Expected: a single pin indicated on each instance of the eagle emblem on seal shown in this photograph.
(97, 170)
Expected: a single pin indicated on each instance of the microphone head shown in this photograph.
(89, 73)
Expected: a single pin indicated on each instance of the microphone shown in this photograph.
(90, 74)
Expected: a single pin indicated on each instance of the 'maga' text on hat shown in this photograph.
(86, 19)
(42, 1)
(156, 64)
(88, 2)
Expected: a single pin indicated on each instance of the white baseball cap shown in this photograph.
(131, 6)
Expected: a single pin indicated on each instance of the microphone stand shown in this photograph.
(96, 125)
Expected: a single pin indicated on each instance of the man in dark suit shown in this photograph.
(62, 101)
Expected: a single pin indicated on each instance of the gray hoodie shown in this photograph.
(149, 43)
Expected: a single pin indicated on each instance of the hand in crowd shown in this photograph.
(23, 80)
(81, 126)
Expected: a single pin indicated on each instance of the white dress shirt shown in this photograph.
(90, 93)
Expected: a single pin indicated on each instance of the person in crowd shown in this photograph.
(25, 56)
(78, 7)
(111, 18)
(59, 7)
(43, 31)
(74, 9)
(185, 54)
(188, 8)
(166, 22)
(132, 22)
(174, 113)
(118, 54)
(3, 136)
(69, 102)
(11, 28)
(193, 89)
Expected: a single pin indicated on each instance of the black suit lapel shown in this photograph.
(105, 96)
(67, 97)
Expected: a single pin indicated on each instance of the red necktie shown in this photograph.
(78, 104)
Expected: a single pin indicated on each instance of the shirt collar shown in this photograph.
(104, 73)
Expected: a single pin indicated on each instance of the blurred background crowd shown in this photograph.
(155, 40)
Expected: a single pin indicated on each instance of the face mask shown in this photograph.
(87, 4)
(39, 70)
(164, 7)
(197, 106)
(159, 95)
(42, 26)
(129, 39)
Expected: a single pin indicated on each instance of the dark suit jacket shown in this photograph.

━━━━━━━━━━━━━━━━━━━━━━━━━━━━━━

Problem to solve: Please copy all of the records above word for word, reproducing every line unchanged.

The result:
Expected: a single pin indicated on each instance of the eagle emblem on seal shown in this photograph.
(97, 170)
Expected: a single pin indicated on each instance of the microphone head shown in this photograph.
(89, 73)
Expected: a single pin indicated on each instance of the microphone shown in this photograph.
(90, 74)
Expected: a single pin indicated on each instance of the 'maga' text on hat shown in this photograph.
(86, 19)
(42, 1)
(156, 64)
(88, 2)
Expected: a single pin indicated on each instance of the white baseball cap shown in this photograph.
(131, 6)
Expected: a single pin indicated on each instance of the microphone stand shown in this photograph.
(96, 125)
Expected: a single pin indicated on each instance of the man in dark suit shown in this photograph.
(62, 101)
Expected: a single pin indicated on each instance of the gray hoodie shown in this photograph.
(149, 43)
Expected: a single pin indicated on each instance of the hand in crowd shown in this photograph.
(23, 80)
(81, 126)
Expected: a single pin indicated on each instance of the white dress shirt shown in this photograph.
(90, 93)
Expected: a single pin indicated on each instance of the person in crowd shown in this photograph.
(25, 56)
(78, 7)
(111, 18)
(59, 7)
(43, 31)
(74, 9)
(185, 54)
(188, 8)
(166, 22)
(132, 22)
(174, 113)
(118, 54)
(3, 136)
(69, 102)
(11, 28)
(193, 89)
Expected: a single pin indicated on each instance of the black suit lapel shown in this photograph.
(105, 96)
(67, 97)
Expected: a single pin indicated on each instance of the red necktie shown in this photograph.
(78, 104)
Expected: a single pin indicated on each instance of the shirt collar shown in this photograph.
(104, 73)
Expected: a single pin indicated on each instance of the blurred background crowd shown in this photograph.
(155, 40)
Expected: a single pin indicated on each instance of the face mask shown in this photograph.
(87, 4)
(39, 70)
(164, 7)
(197, 106)
(159, 95)
(42, 26)
(129, 39)
Expected: a single pin indicated on each instance of the dark suit jacket shown in this photograph.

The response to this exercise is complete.